◆ **WORK REQUEST**:
Here are some records; quote them exactly, leaving out the pictures.

START AVAILABLE DATA

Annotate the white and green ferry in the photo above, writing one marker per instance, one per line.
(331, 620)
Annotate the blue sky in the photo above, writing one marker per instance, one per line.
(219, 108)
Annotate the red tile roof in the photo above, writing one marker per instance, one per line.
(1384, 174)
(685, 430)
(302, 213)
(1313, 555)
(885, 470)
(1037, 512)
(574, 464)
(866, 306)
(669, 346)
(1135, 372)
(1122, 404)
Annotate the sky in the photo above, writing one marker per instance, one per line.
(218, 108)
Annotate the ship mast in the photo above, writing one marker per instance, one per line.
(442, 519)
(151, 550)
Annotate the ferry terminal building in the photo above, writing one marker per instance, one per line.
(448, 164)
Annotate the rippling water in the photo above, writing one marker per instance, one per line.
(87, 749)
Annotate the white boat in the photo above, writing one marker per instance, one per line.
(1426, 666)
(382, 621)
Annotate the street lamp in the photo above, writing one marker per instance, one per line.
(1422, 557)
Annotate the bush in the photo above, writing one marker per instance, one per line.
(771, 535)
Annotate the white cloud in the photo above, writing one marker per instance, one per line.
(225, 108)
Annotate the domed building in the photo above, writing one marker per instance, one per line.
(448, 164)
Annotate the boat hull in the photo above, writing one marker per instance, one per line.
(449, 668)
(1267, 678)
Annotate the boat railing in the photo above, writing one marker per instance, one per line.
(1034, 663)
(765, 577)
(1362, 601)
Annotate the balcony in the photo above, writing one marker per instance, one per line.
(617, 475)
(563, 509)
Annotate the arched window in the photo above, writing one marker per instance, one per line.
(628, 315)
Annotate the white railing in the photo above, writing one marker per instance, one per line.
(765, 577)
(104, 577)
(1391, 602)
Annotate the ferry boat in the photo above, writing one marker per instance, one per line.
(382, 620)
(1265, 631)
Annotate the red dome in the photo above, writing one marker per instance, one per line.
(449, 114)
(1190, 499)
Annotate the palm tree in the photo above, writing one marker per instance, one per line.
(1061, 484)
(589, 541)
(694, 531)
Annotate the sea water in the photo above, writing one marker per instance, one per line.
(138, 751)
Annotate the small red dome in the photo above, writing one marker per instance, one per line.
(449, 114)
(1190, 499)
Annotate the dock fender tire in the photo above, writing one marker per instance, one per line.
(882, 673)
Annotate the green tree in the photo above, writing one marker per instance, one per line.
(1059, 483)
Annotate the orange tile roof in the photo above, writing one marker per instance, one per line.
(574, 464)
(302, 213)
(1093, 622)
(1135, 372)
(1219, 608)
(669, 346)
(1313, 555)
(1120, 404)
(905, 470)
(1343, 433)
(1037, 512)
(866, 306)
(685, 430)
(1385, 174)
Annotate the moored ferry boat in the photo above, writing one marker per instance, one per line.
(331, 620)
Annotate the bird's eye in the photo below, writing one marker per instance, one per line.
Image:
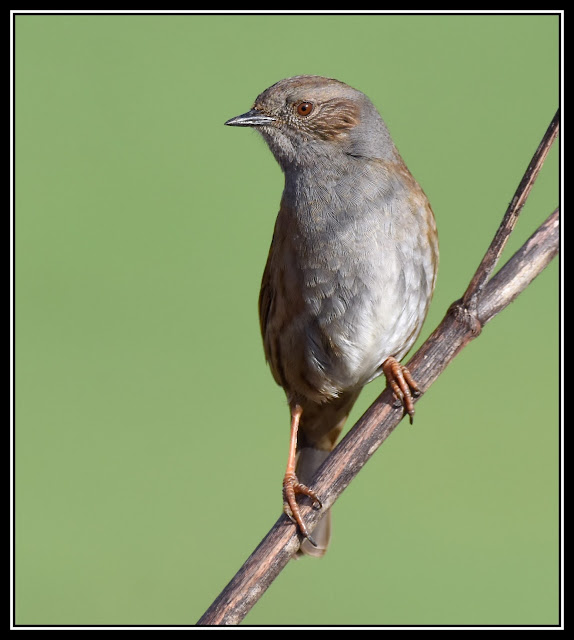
(304, 108)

END AVAILABLE DATA

◆ **RESULT OF THE TASK**:
Annotate the white and green ferry in the photo above, writing one marker per instance, one per line.
(331, 620)
Annotate the blue sky in the photo above, writing one marker per instance, one per line.
(219, 108)
Annotate the red tile roof in the photo above, writing one marker per instance, one per line.
(1384, 174)
(685, 430)
(302, 213)
(1313, 555)
(885, 470)
(1037, 512)
(574, 464)
(866, 306)
(669, 346)
(1135, 372)
(1122, 404)
Annotate the sky in the photo above, writing one marker per instance, one per line.
(218, 108)
Annotate the ship mast in the photo above, writing one marker per instance, one per line.
(442, 519)
(151, 550)
Annotate the ferry terminal building in the photo above, writing one marker per instance, one per line.
(448, 164)
Annotate the rippling water in the photo above, writing one marker per instance, one per line.
(87, 749)
Annotate the white boat in the photo above, writing one marker per instance, one per line.
(1426, 666)
(382, 621)
Annotate the street lamp in the photo above, writing one marker per instance, one per line.
(1422, 557)
Annotate the bush in the photo above, writing one marker per instance, one per line.
(771, 535)
Annotate the white cloud in the photo above, writing one marker per instance, one per line.
(225, 108)
Annotate the domed building in the photo above, writing one marker per instance, one per line.
(448, 164)
Annotate the boat hull in the photo above, writing one marker per instance, one per line.
(449, 668)
(1267, 678)
Annotate the boat railing in the photo above, writing one marker per instance, one per line.
(1034, 663)
(765, 577)
(1362, 601)
Annotate the balcony in the photo above, writing one marker per instance, one per line.
(617, 475)
(563, 509)
Annotate the arched window in the photo above, writing one marker per instance, one per line.
(628, 315)
Annotate the white railing in the photo above, writing one marker per instance, one per line.
(765, 577)
(104, 577)
(1391, 602)
Annotate the ferry boat in the photo above, writing one marker per instance, one per line.
(382, 620)
(1265, 631)
Annotate the red dome in the photo above, writing one marker per instance, one per line.
(449, 114)
(1190, 499)
Annotate the palm tree in the photo above, writing one marker per instance, one per line.
(1061, 484)
(589, 541)
(694, 531)
Annotate the sea water in the photo above, writing one marker per instance, one per line.
(138, 751)
Annotate the small red dome in the photo above, writing one marker per instance, one per line.
(449, 114)
(1190, 499)
Annotate the dock fender tire in the photo above, writing one marker per instance, one per line.
(882, 673)
Annotate the green tree in the photo above, writing one marker per instance, one per line.
(1059, 483)
Annotate the orange tile roof in the photo above, writing one marker per instance, one per line.
(574, 464)
(302, 213)
(1093, 622)
(1135, 372)
(1219, 608)
(669, 346)
(1313, 555)
(1120, 404)
(905, 470)
(1343, 433)
(1037, 512)
(866, 306)
(685, 430)
(1385, 174)
Annotate the moored ferry boat in the photo above, writing one marker per instance, one per line.
(331, 620)
Annotate the bird's eye in the photo below, writing one marker per instance, one per line.
Image:
(304, 108)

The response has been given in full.